> TASK BRIEF: Return each line of the entries that holds the string "below".

Start of DATA FOR THE TASK

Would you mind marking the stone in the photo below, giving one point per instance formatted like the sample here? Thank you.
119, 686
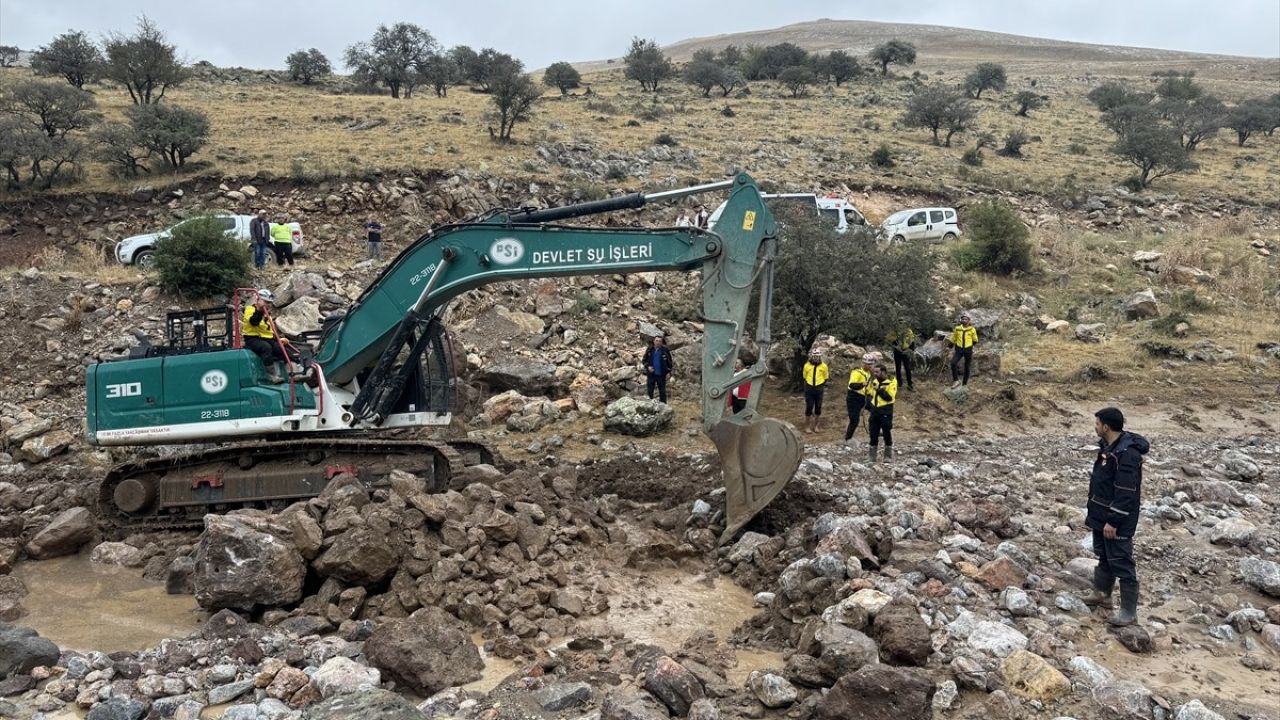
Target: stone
636, 417
772, 691
428, 651
1261, 574
1196, 710
360, 556
365, 705
1031, 677
562, 696
673, 684
64, 534
241, 564
1142, 305
342, 675
877, 692
901, 634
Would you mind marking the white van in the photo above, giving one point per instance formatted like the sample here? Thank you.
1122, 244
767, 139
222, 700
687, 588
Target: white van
923, 223
836, 209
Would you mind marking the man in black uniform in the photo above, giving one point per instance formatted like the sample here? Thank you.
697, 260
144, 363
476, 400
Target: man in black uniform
1115, 496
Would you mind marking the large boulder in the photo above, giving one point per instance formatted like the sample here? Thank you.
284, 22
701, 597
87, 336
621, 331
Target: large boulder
426, 652
241, 563
876, 692
636, 417
528, 377
64, 534
22, 650
360, 556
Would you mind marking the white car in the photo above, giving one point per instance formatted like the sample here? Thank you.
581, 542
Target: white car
923, 223
836, 209
140, 249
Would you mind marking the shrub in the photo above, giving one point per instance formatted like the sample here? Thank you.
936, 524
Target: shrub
199, 259
882, 156
997, 240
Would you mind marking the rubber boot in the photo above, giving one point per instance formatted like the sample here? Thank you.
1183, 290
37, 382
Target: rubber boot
1102, 587
1128, 613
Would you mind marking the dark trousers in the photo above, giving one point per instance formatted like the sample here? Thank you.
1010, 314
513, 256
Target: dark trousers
880, 422
1115, 557
813, 401
961, 354
661, 383
854, 402
283, 251
903, 363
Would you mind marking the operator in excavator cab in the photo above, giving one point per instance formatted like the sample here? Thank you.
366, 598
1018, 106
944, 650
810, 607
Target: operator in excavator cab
260, 335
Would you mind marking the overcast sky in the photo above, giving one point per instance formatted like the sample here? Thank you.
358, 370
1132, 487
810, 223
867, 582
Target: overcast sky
259, 33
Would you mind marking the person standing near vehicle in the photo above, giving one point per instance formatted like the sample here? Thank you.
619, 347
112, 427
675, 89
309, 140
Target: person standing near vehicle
657, 367
963, 338
260, 232
283, 237
903, 341
374, 231
1115, 497
880, 419
856, 397
814, 376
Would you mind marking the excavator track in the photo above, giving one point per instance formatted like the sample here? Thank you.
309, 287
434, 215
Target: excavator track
176, 492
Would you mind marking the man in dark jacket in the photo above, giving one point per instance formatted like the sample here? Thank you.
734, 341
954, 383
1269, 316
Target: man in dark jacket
1115, 496
657, 367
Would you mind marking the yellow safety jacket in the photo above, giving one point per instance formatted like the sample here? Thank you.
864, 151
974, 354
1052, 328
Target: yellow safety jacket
858, 381
814, 376
964, 337
882, 392
261, 329
282, 233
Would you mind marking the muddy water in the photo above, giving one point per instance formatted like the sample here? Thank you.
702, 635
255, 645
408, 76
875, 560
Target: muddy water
82, 605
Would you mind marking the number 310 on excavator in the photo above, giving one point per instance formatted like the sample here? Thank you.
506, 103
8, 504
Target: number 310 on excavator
387, 364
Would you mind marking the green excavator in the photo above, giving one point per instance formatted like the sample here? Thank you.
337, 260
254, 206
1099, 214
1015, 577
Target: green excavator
387, 364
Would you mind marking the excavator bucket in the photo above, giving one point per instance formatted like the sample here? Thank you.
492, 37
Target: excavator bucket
758, 458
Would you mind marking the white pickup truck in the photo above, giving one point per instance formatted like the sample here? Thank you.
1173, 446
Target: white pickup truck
140, 249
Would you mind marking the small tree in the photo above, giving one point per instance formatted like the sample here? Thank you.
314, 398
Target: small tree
1155, 149
842, 67
200, 260
997, 240
392, 57
513, 96
172, 132
892, 53
562, 76
986, 76
1028, 101
440, 72
798, 80
146, 64
307, 65
117, 145
940, 108
647, 64
72, 57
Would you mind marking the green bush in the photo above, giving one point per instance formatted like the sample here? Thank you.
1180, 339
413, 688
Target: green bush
997, 240
201, 260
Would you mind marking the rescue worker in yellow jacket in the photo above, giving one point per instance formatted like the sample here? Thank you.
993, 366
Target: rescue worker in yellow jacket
856, 399
880, 420
963, 338
814, 376
260, 337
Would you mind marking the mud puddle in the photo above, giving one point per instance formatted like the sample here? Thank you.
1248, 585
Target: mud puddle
82, 605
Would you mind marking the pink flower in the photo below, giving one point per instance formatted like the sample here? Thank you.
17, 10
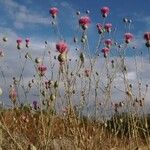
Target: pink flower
108, 27
53, 11
147, 38
105, 11
13, 94
87, 72
19, 41
62, 47
105, 51
42, 69
1, 53
84, 22
35, 105
108, 43
27, 40
128, 37
99, 28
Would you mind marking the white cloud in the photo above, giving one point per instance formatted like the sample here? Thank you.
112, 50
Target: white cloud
21, 15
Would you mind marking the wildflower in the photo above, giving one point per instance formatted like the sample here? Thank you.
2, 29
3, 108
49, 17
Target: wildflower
1, 92
1, 54
147, 38
5, 39
108, 27
61, 58
19, 41
35, 105
13, 94
105, 11
38, 60
84, 22
128, 37
52, 97
100, 28
27, 42
125, 20
105, 51
42, 69
53, 11
87, 72
108, 43
62, 47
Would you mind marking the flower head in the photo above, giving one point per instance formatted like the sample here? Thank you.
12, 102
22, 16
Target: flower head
19, 41
35, 104
27, 40
62, 47
1, 53
104, 11
53, 11
42, 69
108, 27
128, 37
99, 28
147, 38
105, 51
13, 94
87, 72
84, 22
108, 43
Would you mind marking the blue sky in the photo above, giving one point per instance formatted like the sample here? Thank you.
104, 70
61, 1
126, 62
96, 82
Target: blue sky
31, 17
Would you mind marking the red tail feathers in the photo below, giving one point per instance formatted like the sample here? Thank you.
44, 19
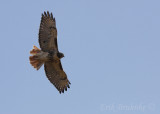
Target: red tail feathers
35, 62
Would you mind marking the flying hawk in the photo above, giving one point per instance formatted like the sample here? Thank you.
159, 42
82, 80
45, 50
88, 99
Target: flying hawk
49, 54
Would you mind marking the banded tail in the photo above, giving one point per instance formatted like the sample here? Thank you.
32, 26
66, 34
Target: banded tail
34, 59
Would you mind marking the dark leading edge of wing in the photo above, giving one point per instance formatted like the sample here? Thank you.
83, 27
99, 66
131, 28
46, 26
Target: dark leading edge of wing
48, 33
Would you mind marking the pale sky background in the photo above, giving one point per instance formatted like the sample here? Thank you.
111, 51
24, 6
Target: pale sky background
112, 57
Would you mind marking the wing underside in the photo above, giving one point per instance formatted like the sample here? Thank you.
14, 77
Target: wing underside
48, 33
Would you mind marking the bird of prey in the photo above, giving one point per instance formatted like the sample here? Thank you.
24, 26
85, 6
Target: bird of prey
49, 54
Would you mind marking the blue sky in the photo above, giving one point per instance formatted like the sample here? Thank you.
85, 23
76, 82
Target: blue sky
112, 57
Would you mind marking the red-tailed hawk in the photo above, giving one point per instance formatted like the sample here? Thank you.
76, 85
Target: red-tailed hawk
49, 54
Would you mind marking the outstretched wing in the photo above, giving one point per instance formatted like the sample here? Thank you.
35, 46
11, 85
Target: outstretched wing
48, 33
56, 75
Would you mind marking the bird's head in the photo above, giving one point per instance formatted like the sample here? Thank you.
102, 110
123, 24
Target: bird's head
60, 55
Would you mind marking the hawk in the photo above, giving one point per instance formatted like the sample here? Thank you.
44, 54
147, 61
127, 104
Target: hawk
49, 54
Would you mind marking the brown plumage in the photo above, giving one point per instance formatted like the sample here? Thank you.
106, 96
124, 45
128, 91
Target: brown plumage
49, 54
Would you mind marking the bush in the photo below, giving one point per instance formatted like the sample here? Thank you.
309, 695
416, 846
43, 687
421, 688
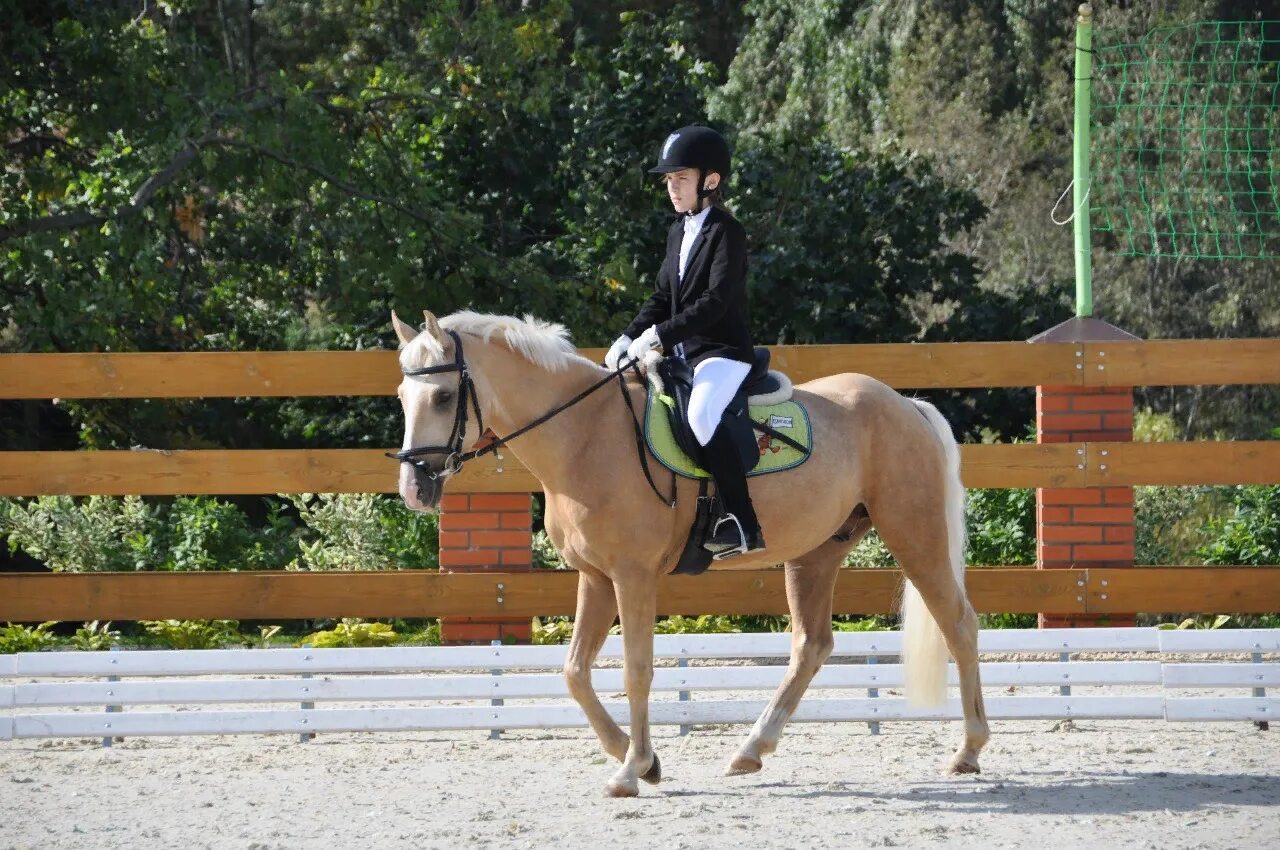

End of DATA FOR THE TASK

> EXERCISE SOLUTION:
Would you mind marking the stone in the photo below, giving one point per instance formatted like the sample here? Thank you.
Would you mind marking the pink flower in the photo below, giving one point per instance formatted like the sample here? Thank you.
Would you mind marking the red tail feathers in the photo below, giving one point per instance formatted like the sample here? Thank you.
Would you mind marking the bush in the photo below, giving one point per instance formatted like the sample here? Thank you.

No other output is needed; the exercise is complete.